■ **TEXTO DEL EJERCICIO**:
-------------------------

Nowitzki no fue el primer cuatro abierto que conoció la NBA. Pero sí uno de los que más y mejor perfeccionaron ese arte en un momento además clave para el devenir del propio juego, la antesala a la versatilidad total (jugadores con capacidades físicas y técnicas que van más allá de posiciones concretas) y la fiebre del triple (undécimo jugador con más triples anotados de la historia y primer interior en la lista).

Su evolución en la lectura del juego, que transformó a la máquina de anotar (inolvidable su lanzamiento cayendo hacia atrás y sobre una pierna) en una de generar ventajas a todos los niveles, hizo de Nowitzki, de forma definitiva, uno de los jugadores más indefendibles que haya visto el baloncesto. Nada lo ilustró mejor que su pico de nivel en las Finales de 2011, en las que Dallas conquistó el campeonato batiendo a los Heat del recién formado ‘Big Three’ (James, Wade y Bosh). Durante aquellas semanas de fase final, hace ocho años, Nowitzki fue, tal y como reconocería el propio Pat Riley (arquitecto de los Heat), el jugador más desequilibrante del mundo.

En los actuales tiempos de globalización, donde la figura del europeo ha dejado de fruncir el ceño en Estados Unidos y se ve, de hecho, como la savia nueva que proyecte aún más el Olimpo del baloncesto, Nowitzki podría haber parecido uno más. La realidad muestra sin embargo que lo suyo va más allá, como punto vertebral para generar un movimiento lo suficientemente potente como para alterar el rumbo del futuro, abriendo a los demás las puertas de par en par. Dirk no fue el primero en llegar, sí en generar una reflexión consecuencia de hasta dónde había llegado.

-------------------------

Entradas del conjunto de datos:
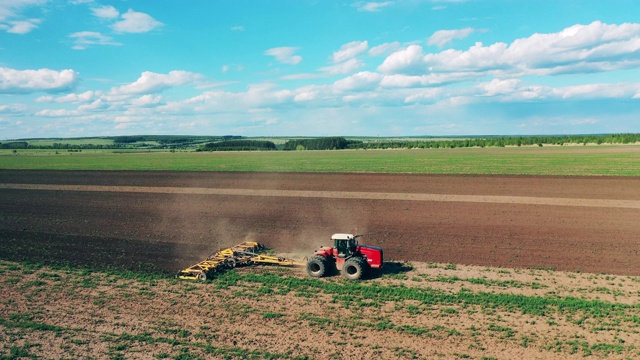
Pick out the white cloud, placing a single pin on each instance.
(135, 22)
(372, 6)
(12, 109)
(57, 113)
(146, 100)
(23, 26)
(30, 81)
(385, 49)
(285, 55)
(11, 19)
(105, 12)
(407, 60)
(235, 67)
(580, 48)
(70, 98)
(150, 82)
(349, 51)
(342, 68)
(84, 39)
(443, 37)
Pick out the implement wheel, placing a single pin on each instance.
(317, 266)
(353, 269)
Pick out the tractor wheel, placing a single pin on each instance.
(317, 266)
(354, 268)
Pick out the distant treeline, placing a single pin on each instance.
(171, 139)
(328, 143)
(238, 145)
(501, 141)
(14, 145)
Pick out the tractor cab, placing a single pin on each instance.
(345, 244)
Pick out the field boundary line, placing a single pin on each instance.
(496, 199)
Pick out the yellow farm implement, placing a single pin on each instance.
(243, 254)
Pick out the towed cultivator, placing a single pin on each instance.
(243, 254)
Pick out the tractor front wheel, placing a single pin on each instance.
(354, 268)
(317, 266)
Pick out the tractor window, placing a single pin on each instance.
(342, 247)
(352, 245)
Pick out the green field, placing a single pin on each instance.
(603, 160)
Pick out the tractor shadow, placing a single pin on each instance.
(391, 268)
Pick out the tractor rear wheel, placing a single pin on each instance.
(317, 266)
(354, 268)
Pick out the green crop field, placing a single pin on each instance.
(603, 160)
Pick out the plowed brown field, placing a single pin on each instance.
(168, 220)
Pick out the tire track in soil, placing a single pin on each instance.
(495, 199)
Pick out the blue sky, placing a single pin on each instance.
(73, 68)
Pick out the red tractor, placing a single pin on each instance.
(347, 256)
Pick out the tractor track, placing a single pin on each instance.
(170, 220)
(522, 200)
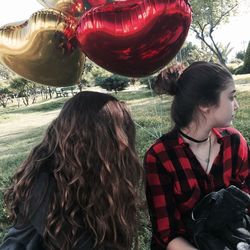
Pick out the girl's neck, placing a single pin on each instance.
(196, 132)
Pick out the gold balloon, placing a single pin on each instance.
(73, 7)
(40, 49)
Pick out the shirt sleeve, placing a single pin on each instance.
(241, 163)
(165, 218)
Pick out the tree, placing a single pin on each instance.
(240, 55)
(208, 15)
(245, 68)
(24, 89)
(246, 64)
(4, 96)
(113, 82)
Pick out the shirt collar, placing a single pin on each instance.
(174, 139)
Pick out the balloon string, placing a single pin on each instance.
(160, 127)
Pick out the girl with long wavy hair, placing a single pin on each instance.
(79, 187)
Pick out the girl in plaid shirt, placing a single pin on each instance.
(201, 154)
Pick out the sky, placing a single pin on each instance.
(237, 31)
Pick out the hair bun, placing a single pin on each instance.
(166, 81)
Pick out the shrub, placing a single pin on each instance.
(113, 82)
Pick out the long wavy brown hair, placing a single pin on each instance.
(90, 151)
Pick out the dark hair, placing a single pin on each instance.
(90, 150)
(199, 84)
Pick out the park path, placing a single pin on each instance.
(25, 122)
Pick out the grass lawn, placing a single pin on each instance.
(23, 128)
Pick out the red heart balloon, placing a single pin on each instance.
(135, 37)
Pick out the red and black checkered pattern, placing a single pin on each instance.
(176, 181)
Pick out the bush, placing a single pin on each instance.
(245, 68)
(113, 82)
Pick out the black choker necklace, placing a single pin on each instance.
(192, 139)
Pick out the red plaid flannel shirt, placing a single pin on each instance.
(175, 180)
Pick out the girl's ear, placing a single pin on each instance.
(204, 109)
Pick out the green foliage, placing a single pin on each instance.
(240, 55)
(207, 17)
(245, 68)
(113, 82)
(247, 60)
(150, 113)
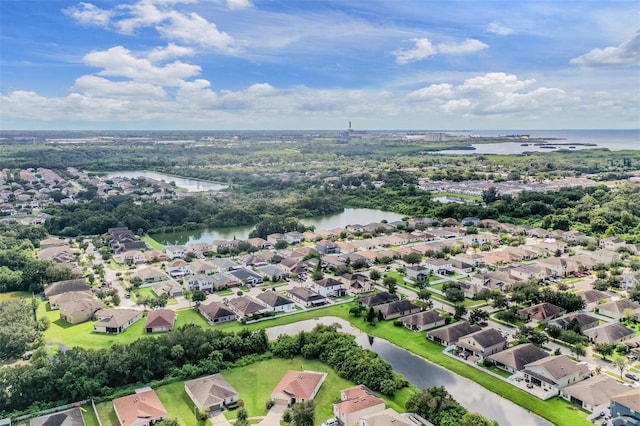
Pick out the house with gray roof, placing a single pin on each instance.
(217, 313)
(424, 320)
(482, 343)
(593, 394)
(211, 392)
(450, 334)
(397, 309)
(515, 358)
(276, 302)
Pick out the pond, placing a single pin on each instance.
(338, 220)
(424, 374)
(191, 185)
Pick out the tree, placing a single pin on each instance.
(478, 315)
(391, 284)
(621, 364)
(460, 311)
(579, 351)
(303, 413)
(604, 349)
(198, 296)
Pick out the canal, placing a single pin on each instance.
(424, 374)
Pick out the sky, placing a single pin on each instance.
(318, 64)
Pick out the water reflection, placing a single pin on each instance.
(424, 374)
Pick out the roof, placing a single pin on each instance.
(487, 337)
(139, 408)
(272, 298)
(558, 366)
(216, 310)
(66, 286)
(596, 390)
(609, 332)
(160, 318)
(423, 318)
(630, 399)
(396, 307)
(299, 384)
(519, 356)
(386, 418)
(210, 390)
(358, 398)
(379, 299)
(71, 417)
(115, 317)
(451, 333)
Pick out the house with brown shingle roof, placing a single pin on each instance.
(140, 409)
(160, 320)
(297, 386)
(356, 402)
(212, 392)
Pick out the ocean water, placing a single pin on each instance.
(614, 140)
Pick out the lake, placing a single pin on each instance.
(424, 374)
(191, 185)
(338, 220)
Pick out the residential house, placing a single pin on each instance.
(246, 306)
(625, 408)
(397, 309)
(178, 268)
(211, 392)
(417, 273)
(66, 286)
(247, 276)
(57, 299)
(356, 402)
(168, 287)
(175, 251)
(150, 274)
(439, 266)
(515, 358)
(72, 417)
(555, 372)
(143, 408)
(160, 320)
(80, 310)
(306, 297)
(424, 320)
(327, 247)
(450, 334)
(482, 343)
(541, 312)
(378, 299)
(329, 287)
(385, 418)
(217, 313)
(115, 321)
(276, 302)
(617, 308)
(613, 333)
(581, 319)
(297, 386)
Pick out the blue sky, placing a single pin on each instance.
(317, 64)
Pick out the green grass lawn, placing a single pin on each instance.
(152, 243)
(255, 383)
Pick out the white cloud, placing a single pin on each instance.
(238, 4)
(499, 29)
(423, 48)
(120, 62)
(626, 53)
(89, 14)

-------------------------

■ **CONSIGNAS**:
• A. Según el texto sobre Nowitzki, ¿qué lugar ocupa él en la lista histórica de jugadores con más triples anotados?
• B. Reproduce el fragmento del texto sobre Nowitzki que va de "Nowitzki no fue" a "en la lista).", ambos incluidos, y renombra "la NBA" como "la liga estadounidense".

■ **TUS RESPUESTAS**:
• A. Es el undécimo jugador con más triples anotados de la historia y el primer interior de la lista.

• B.
Nowitzki no fue el primer cuatro abierto que conoció la liga estadounidense. Pero sí uno de los que más y mejor perfeccionaron ese arte en un momento además clave para el devenir del propio juego, la antesala a la versatilidad total (jugadores con capacidades físicas y técnicas que van más allá de posiciones concretas) y la fiebre del triple (undécimo jugador con más triples anotados de la historia y primer interior en la lista).